* Start *

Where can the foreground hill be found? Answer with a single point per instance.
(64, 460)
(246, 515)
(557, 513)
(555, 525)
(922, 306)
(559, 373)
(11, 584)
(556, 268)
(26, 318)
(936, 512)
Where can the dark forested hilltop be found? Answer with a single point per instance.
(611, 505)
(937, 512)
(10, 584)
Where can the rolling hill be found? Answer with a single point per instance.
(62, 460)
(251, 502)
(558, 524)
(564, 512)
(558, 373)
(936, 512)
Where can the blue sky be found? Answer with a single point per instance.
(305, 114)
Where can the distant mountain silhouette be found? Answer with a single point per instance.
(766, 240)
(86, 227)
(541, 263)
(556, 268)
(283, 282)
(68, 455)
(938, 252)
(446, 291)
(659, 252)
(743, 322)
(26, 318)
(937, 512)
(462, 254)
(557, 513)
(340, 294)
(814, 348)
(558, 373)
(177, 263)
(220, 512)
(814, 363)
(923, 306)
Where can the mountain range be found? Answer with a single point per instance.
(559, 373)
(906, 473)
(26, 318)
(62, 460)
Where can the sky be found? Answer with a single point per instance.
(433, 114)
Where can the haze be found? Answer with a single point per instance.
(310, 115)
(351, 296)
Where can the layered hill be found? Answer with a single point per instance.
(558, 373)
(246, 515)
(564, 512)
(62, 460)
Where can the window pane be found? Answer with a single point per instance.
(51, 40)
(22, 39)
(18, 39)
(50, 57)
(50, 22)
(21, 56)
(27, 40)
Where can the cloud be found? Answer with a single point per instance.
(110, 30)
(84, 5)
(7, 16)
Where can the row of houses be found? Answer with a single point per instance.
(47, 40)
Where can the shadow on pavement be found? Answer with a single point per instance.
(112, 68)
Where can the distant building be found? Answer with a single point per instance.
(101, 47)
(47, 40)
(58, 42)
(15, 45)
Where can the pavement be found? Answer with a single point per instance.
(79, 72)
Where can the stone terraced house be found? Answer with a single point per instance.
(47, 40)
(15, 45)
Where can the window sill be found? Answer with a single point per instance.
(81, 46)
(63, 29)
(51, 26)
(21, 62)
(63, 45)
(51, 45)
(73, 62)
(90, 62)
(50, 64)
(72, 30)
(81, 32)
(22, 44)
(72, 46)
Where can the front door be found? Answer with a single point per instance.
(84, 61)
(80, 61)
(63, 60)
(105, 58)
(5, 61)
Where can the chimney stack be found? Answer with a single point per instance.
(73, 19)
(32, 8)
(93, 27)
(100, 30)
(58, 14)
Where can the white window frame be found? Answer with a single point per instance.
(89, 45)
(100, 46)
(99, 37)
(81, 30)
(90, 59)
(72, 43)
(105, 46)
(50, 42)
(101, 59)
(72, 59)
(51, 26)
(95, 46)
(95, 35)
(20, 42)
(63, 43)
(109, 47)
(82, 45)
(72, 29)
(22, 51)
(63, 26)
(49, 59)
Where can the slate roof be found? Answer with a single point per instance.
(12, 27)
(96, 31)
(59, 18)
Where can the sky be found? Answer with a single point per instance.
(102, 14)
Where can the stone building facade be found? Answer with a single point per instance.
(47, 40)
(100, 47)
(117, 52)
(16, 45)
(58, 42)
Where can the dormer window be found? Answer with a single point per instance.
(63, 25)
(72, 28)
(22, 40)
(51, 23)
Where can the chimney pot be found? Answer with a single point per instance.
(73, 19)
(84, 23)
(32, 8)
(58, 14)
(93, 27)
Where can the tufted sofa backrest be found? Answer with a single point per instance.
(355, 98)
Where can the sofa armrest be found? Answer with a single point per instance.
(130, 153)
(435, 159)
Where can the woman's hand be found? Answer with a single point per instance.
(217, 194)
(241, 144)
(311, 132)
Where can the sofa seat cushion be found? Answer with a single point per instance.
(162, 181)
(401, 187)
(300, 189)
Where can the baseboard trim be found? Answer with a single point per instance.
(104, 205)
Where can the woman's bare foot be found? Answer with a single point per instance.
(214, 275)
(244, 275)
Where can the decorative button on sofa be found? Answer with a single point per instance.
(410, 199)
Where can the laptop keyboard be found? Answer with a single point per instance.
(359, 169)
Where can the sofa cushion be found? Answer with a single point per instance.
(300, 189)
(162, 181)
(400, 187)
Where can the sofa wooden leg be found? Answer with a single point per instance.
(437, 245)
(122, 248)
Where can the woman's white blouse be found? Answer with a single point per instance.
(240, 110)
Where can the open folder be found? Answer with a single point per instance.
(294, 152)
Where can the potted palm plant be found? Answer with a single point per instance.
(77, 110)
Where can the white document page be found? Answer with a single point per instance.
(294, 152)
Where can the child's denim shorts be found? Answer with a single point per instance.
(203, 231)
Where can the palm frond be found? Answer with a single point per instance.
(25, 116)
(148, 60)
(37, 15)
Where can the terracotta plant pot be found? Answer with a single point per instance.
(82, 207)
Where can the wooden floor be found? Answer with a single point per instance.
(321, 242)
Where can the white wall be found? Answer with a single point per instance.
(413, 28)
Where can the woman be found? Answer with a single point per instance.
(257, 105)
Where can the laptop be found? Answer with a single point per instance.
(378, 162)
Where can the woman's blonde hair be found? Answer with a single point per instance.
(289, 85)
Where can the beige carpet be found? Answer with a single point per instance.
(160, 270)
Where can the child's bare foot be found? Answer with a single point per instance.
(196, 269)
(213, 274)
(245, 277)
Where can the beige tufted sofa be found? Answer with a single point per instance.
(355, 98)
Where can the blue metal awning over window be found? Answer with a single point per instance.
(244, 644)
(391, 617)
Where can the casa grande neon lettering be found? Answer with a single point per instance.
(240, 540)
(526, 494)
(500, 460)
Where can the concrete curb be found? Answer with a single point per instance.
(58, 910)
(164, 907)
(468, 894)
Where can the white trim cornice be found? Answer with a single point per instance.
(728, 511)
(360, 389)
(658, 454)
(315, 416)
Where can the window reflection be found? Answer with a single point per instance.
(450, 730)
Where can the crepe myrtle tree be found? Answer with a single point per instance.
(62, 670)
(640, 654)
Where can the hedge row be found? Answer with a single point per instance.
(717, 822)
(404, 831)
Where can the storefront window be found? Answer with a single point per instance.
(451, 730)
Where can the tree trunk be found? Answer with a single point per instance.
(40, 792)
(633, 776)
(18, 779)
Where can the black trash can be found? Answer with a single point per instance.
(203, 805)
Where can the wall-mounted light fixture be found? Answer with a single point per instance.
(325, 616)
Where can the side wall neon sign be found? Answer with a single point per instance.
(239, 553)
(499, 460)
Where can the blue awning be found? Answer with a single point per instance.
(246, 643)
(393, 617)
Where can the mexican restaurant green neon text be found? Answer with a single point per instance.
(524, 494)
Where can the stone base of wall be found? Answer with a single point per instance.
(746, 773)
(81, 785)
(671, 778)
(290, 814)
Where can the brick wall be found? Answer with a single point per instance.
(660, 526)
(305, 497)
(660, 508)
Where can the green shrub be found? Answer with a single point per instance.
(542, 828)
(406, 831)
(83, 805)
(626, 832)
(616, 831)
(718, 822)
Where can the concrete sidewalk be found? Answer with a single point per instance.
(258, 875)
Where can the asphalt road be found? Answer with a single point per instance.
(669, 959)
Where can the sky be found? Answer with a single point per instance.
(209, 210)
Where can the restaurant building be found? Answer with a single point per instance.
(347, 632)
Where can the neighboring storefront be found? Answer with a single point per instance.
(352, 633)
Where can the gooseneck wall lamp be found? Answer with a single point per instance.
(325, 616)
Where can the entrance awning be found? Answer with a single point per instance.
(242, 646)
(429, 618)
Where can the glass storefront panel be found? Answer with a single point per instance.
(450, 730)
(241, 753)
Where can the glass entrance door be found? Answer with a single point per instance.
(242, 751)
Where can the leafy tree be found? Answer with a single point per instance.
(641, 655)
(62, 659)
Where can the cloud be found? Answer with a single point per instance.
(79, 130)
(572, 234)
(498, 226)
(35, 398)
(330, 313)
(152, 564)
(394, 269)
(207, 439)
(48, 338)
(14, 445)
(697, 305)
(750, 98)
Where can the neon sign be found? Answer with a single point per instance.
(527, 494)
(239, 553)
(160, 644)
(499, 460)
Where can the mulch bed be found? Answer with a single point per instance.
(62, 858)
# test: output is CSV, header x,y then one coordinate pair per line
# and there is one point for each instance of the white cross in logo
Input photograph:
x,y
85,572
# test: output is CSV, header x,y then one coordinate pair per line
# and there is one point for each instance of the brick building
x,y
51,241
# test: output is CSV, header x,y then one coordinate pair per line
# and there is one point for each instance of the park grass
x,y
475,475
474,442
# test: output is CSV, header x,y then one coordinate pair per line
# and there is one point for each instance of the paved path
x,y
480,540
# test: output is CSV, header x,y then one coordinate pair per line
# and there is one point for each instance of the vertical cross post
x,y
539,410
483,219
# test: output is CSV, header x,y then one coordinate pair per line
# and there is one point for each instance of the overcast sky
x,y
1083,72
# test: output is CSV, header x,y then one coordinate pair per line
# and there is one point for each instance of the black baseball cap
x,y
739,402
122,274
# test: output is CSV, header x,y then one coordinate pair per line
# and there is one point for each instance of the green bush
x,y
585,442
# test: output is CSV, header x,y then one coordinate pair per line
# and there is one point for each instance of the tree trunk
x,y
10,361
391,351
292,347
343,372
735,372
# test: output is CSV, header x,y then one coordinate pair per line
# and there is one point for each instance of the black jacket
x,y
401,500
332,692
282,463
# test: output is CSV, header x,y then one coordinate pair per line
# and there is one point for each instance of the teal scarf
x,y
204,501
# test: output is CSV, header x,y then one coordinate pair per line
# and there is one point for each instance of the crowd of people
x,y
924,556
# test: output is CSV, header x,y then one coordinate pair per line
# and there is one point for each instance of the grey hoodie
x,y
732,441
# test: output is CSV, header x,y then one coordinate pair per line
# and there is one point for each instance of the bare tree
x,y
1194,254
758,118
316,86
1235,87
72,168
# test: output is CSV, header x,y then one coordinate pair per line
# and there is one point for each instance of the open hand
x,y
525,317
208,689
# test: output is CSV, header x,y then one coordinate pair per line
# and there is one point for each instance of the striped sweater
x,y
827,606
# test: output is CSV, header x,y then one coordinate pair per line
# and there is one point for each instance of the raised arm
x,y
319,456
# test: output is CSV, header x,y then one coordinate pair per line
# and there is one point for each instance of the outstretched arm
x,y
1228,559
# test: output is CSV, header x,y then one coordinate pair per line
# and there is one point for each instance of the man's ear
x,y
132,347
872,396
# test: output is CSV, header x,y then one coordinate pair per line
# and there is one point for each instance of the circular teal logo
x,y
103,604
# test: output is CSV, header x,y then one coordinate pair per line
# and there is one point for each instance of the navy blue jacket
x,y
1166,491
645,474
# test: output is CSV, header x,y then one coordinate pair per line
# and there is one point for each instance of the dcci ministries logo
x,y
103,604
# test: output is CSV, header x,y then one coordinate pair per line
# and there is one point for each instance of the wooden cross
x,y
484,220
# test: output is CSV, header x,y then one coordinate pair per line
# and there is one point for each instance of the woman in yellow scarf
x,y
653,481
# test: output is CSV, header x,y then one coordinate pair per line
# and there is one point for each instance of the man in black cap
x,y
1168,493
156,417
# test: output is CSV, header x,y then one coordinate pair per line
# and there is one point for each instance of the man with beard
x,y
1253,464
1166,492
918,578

* End *

*Your goal*: Select every line of the entries above that contains the word "teal".

*Result of this task*:
# and there is one point for each instance of the teal scarf
# and there is one point for each instance of the circular teal logo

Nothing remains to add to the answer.